— Items from a dataset —
++++++++++++++++++++
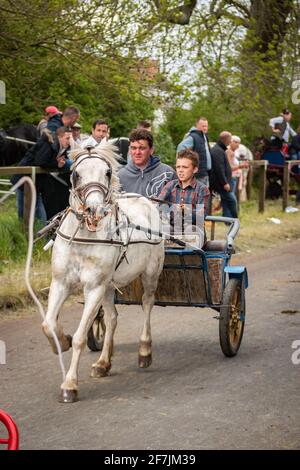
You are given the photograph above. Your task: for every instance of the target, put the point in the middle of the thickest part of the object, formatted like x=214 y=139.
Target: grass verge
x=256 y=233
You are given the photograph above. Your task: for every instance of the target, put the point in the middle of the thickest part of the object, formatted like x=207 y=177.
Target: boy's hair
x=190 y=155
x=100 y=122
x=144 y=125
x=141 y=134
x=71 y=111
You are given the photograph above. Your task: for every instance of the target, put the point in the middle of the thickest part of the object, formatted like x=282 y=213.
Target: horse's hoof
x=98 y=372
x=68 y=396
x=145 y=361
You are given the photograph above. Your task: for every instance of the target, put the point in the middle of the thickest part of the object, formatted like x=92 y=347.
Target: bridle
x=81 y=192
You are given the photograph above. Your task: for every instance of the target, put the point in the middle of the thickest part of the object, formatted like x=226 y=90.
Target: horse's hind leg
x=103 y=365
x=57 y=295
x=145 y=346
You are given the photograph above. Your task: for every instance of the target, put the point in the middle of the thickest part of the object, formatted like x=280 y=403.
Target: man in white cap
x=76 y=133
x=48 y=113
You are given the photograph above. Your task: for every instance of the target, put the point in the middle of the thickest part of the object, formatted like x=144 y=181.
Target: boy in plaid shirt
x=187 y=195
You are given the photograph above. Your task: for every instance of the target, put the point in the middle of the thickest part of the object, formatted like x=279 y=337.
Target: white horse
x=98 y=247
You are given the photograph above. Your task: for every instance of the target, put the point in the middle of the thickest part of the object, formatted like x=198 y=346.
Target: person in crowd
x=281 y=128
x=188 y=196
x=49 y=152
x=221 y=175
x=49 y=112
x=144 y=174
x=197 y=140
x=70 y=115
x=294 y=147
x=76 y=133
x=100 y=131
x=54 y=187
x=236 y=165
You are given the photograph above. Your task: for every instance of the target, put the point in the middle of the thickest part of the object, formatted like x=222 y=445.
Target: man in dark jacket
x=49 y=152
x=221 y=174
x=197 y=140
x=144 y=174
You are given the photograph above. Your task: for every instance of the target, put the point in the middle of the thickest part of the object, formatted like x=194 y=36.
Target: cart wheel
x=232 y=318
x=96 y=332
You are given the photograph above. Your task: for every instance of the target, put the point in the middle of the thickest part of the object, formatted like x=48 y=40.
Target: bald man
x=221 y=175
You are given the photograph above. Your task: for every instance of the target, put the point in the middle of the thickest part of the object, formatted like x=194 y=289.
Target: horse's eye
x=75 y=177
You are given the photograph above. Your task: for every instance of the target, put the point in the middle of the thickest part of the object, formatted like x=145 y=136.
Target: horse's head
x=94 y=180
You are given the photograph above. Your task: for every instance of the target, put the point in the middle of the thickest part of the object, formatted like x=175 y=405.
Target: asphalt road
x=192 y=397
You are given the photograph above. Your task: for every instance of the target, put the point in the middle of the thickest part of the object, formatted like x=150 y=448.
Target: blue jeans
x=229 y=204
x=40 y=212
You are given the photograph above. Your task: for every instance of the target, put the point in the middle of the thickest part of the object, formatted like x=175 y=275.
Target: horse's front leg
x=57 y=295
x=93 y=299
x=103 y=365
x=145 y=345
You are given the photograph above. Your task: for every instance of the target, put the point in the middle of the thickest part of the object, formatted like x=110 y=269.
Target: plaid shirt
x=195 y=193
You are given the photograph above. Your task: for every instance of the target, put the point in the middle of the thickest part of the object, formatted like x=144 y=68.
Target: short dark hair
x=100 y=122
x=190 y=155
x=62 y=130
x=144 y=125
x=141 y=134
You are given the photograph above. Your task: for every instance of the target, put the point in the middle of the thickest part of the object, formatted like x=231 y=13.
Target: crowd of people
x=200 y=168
++++++++++++++++++++
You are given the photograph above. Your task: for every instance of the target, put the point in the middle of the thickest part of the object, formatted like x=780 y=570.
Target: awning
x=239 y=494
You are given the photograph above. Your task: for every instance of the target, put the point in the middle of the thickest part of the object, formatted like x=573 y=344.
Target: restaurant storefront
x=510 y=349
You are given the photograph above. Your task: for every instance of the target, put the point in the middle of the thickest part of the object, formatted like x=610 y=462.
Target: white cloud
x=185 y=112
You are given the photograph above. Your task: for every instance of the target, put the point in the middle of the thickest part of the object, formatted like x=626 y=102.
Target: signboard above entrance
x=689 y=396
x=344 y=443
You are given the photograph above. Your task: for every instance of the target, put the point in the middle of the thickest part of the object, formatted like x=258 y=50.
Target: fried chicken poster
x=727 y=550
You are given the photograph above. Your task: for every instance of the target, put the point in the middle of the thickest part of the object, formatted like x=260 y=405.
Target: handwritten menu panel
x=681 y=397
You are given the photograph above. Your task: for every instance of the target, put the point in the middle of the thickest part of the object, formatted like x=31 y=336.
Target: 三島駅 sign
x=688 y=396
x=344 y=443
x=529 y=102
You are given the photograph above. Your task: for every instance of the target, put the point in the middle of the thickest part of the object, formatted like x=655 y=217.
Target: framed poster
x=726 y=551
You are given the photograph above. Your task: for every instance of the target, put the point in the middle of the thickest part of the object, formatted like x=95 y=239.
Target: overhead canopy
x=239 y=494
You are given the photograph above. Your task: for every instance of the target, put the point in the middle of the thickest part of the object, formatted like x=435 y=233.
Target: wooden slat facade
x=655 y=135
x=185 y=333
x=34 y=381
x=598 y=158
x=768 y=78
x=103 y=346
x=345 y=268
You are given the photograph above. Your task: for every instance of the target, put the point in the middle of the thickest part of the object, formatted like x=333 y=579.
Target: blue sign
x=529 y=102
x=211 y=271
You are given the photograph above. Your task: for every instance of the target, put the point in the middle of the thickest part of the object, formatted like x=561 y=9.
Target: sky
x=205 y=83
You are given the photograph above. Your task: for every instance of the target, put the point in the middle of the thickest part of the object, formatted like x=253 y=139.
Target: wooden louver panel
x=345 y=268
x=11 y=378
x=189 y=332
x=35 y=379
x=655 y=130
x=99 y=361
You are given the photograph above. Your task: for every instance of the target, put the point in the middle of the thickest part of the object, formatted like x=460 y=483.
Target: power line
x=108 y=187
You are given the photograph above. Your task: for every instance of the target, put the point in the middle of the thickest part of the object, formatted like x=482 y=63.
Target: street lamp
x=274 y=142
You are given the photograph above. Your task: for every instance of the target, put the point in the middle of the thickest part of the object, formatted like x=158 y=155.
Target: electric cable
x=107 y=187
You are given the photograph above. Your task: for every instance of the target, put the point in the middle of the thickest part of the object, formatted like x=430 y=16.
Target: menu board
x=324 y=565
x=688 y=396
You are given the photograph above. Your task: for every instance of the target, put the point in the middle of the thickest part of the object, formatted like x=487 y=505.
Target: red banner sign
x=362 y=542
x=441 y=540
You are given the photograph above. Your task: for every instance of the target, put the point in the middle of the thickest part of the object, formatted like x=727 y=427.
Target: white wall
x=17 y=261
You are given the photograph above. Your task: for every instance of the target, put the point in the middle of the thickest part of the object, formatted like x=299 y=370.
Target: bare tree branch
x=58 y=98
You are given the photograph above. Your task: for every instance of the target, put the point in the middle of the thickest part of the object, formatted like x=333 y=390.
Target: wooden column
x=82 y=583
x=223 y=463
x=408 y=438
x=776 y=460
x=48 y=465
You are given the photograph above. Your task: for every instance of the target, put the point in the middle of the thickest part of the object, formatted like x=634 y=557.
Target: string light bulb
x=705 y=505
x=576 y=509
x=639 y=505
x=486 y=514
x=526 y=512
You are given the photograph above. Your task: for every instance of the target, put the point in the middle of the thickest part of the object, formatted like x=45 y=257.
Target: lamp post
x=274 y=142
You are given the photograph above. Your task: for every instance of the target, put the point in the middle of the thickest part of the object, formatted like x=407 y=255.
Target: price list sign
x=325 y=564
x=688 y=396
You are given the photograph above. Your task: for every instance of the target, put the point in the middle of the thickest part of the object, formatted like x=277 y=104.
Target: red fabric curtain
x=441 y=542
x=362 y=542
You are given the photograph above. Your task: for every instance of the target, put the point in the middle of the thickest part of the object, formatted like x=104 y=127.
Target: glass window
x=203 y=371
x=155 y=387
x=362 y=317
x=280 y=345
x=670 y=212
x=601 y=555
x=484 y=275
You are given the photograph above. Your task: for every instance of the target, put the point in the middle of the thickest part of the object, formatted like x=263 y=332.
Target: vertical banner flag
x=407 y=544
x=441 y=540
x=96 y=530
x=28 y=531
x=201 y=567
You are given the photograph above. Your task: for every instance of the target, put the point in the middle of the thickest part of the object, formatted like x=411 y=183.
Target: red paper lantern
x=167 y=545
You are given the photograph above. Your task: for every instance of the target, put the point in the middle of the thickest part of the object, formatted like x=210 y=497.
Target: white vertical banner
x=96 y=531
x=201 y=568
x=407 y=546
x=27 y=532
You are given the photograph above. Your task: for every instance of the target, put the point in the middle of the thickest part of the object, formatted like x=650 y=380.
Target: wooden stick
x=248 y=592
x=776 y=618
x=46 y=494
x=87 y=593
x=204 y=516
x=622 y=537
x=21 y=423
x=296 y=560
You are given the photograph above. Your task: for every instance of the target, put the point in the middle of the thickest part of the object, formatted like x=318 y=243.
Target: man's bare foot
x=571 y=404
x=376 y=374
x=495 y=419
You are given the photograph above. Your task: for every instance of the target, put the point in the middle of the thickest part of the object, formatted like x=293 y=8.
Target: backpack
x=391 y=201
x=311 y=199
++++++++++++++++++++
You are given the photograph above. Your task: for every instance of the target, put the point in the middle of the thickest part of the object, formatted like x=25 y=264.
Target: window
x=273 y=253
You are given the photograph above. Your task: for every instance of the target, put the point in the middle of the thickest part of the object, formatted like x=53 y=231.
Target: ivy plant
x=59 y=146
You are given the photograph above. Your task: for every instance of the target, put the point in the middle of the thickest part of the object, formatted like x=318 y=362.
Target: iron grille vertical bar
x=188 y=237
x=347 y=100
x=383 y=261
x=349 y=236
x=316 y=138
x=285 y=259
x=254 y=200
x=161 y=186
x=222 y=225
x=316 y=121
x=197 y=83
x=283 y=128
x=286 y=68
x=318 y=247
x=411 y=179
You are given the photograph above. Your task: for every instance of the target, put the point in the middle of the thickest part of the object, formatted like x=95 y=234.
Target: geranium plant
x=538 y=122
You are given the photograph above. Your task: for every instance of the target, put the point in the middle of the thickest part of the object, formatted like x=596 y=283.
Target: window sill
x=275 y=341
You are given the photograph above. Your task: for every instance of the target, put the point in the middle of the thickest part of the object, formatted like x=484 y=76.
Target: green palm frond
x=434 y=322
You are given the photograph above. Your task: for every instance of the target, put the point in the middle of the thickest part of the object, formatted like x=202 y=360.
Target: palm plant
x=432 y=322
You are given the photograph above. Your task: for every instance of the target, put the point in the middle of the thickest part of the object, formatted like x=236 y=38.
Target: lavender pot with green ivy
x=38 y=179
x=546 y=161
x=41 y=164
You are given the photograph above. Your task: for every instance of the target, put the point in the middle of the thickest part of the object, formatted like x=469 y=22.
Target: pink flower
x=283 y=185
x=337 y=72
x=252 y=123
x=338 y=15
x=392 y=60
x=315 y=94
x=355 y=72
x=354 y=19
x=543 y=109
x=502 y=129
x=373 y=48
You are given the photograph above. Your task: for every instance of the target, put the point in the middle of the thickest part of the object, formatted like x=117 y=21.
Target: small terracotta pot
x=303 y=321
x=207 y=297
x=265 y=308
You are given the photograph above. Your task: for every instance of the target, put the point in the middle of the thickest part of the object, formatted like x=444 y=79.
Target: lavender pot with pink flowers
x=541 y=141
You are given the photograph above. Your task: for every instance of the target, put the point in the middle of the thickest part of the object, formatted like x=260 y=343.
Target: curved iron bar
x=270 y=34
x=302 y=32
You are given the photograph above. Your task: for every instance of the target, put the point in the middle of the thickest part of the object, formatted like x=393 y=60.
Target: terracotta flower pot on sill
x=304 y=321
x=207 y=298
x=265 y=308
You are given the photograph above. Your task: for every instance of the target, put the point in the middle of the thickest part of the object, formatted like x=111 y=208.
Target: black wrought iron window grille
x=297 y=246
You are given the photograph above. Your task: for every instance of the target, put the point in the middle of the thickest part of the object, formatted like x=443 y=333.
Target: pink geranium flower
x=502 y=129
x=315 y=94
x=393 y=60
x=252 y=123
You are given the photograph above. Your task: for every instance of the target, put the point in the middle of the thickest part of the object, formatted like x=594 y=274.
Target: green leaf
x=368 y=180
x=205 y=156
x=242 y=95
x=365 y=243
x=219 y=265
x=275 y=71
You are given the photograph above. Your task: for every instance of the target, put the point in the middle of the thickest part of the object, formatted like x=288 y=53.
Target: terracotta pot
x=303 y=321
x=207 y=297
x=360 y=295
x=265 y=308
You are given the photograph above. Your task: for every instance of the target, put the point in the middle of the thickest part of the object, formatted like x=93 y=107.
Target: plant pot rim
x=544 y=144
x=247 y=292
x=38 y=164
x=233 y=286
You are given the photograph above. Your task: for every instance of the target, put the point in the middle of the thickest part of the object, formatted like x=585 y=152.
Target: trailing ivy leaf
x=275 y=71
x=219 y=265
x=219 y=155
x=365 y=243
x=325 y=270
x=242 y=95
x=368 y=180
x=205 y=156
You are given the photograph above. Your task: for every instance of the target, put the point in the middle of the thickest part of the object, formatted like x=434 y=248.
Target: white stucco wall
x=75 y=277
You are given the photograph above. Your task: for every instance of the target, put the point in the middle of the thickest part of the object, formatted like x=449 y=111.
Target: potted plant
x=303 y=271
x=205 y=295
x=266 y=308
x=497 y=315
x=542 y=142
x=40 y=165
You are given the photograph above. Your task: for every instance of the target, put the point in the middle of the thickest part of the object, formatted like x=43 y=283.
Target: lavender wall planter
++++++++++++++++++++
In the data above, retype exactly and only the lines between the one holding "like x=214 y=139." and the one holding "like x=207 y=177.", inclusive.

You are given the photograph above. Your task: for every instance of the target, put the point in the middle of the thickest part of the object, formatted like x=214 y=139.
Target: grass verge
x=256 y=233
You are given the photograph above. Your task: for every instance of the target, put the point in the middle of the thickest part of the object, formatted like x=207 y=177.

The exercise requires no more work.